> **Extrait du document**
+++
Le musicien contemporain Aurélien Dumont travaille souvent avec des écrivains. En particulier avec le poète Dominique Quélen. A l’occasion de la sortie du disque While et en partenariat avec Res Musica, Poezibao a souhaité savoir comment s’était établie et se vivait la collaboration entre les deux artistes.
Florence Trocmé (FT) : Le label NoMadmusic vient de publier votre premier disque, Aurélien Dumont. Sur ce disque, on note la présence pour trois des pièces sur cinq de textes de Dominique Quélen. Ma première question porte donc sur votre rencontre. De quand date-t-elle et qu’est-ce qui l’a fondée et vous a donné l’idée de travailler ensemble, vous le musicien et vous le poète contemporains ?
Aurélien Dumont (AD) : Cette rencontre remonte, de mémoire, à 2001. Je travaillais sur mon mémoire de maîtrise en musicologie et je souhaitais avoir un regard littéraire sur ce dernier. Ma sœur m’a parlé de son professeur de lettres qui a bien voulu me recevoir pour en parler. Après quelque temps de discussion, il m’a fait lire son recueil Petites formes ; j’ai été immédiatement saisi par son écriture, et j’ai tout de suite eu envie de travailler avec lui.
Dominique Quélen (DQ) : Voilà un bon moment que nous travaillons ensemble. Les recherches d’Aurélien se trouvaient déjà à la croisée de la musique et de la littérature (d’un genre de littérature différent de ses préoccupations actuelles mais qui se continue, me semble-t-il, à travers son intérêt marqué pour l’œuvre d’Antoine Volodine). Peut-être les textes de ce petit volume (comme des deux qui ont suivi) se prêtaient-ils, par leur rapport au corps et leur narrativité ébauchée et rompue, à une mise en voix et en musique.
FT : Comment travaillez-vous ensemble ? Est-ce que le texte est premier, ou bien vient-il en second ? L’ordre des choses est-il toujours le même et de qui vient la tonalité générale de la pièce ? On note par exemple dans ce disque que vous abordez trois univers assez différents. Quelque chose de lyrique pour Abime apogée, alors que les deux autres pièces sont plus ludiques, voire pour Thét®is, franchement parodique.
+++
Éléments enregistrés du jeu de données
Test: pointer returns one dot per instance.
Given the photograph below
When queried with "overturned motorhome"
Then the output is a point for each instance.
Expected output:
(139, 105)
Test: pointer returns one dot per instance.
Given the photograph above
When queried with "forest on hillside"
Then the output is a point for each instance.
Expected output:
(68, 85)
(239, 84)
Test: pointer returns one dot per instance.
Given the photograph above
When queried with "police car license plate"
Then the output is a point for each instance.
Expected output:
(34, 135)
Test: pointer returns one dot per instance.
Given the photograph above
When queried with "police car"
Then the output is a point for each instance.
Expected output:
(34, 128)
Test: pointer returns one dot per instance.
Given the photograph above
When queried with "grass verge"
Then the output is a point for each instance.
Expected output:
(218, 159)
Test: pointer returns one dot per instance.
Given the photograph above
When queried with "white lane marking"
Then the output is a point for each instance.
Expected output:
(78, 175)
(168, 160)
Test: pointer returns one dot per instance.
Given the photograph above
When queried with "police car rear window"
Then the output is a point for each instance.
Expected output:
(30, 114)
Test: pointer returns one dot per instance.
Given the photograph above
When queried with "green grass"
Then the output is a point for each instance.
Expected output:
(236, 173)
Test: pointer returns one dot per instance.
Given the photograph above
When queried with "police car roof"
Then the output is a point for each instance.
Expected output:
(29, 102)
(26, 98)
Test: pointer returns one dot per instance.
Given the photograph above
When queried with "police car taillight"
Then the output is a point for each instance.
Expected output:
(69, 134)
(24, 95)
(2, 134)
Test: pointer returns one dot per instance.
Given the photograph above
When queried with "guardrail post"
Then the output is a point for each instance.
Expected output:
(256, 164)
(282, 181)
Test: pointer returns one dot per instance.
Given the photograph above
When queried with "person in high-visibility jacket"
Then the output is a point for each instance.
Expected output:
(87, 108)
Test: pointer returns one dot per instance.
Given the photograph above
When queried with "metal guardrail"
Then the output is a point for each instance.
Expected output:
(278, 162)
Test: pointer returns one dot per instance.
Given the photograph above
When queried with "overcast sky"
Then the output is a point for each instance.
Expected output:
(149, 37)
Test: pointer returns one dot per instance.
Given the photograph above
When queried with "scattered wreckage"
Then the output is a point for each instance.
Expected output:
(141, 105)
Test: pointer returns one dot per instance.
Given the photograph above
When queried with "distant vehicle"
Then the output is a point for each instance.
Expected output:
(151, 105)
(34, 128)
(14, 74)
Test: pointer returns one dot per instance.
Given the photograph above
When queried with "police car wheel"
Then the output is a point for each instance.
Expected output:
+++
> **Consignes**
a: Relevez tous les titres d'œuvres (disque, recueil ou pièces) cités dans l'entretien.
b: D'après l'entretien, à quelle année remonte la rencontre entre Aurélien Dumont et Dominique Quélen ?
c: Réécrivez le passage de l'entretien qui commence aux mots « FT : Comment » et s'arrête après « Thét®is, franchement parodique. », en remplaçant « lyrique » par « poétique ».

> **Résultats**
a: While, Petites formes, Abime apogée, Thét®is

b: Elle remonte, de mémoire, à 2001.

c:
FT : Comment travaillez-vous ensemble ? Est-ce que le texte est premier, ou bien vient-il en second ? L’ordre des choses est-il toujours le même et de qui vient la tonalité générale de la pièce ? On note par exemple dans ce disque que vous abordez trois univers assez différents. Quelque chose de poétique pour Abime apogée, alors que les deux autres pièces sont plus ludiques, voire pour Thét®is, franchement parodique.